- Selected extract:
BEGIN
Studio album by Franco D'Andrea
- Recorded: April 2001
- Genre: Jazz
- Label: Philology

= Solo 3: Woods =

Solo 3: Woods is a solo piano album by Franco D'Andrea. It was recorded in 2001 and released by Philology Records.

==Recording and music==
Material for this and seven other solo piano CDs was recorded over the period of three mornings and two afternoons in April 2001. The compositions are mainly by saxophonist Phil Woods. The exception is "Abstractly for Phil", by D'Andrea. The playing on "Banja Luka" contains elements of Thelonious Monk.

==Release and reception==

Solo 3 was released by Philology Records. The AllMusic reviewer reported that "Woods was very pleased with the results and his fans should be as well. "
END
- Information shown:
BEGIN
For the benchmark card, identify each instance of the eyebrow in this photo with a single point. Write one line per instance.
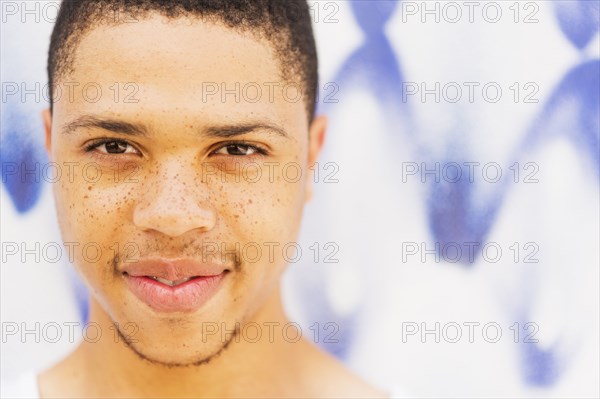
END
- Exercises:
1 - Sum up the album article in two sentences.
2 - Swap "April 2001" for "spring 2001" in the album article, and give the passage from "Studio album by" up to and including "and released by Philology Records.".

- Set of answers:
1 - Solo 3: Woods is a solo piano album by Franco D'Andrea, recorded in April 2001 and released by Philology Records. Its compositions are mainly by saxophonist Phil Woods, except D'Andrea's "Abstractly for Phil," and the AllMusic reviewer reported that Woods was very pleased with the results.

2 -
Studio album by Franco D'Andrea
- Recorded: spring 2001
- Genre: Jazz
- Label: Philology

= Solo 3: Woods =

Solo 3: Woods is a solo piano album by Franco D'Andrea. It was recorded in 2001 and released by Philology Records.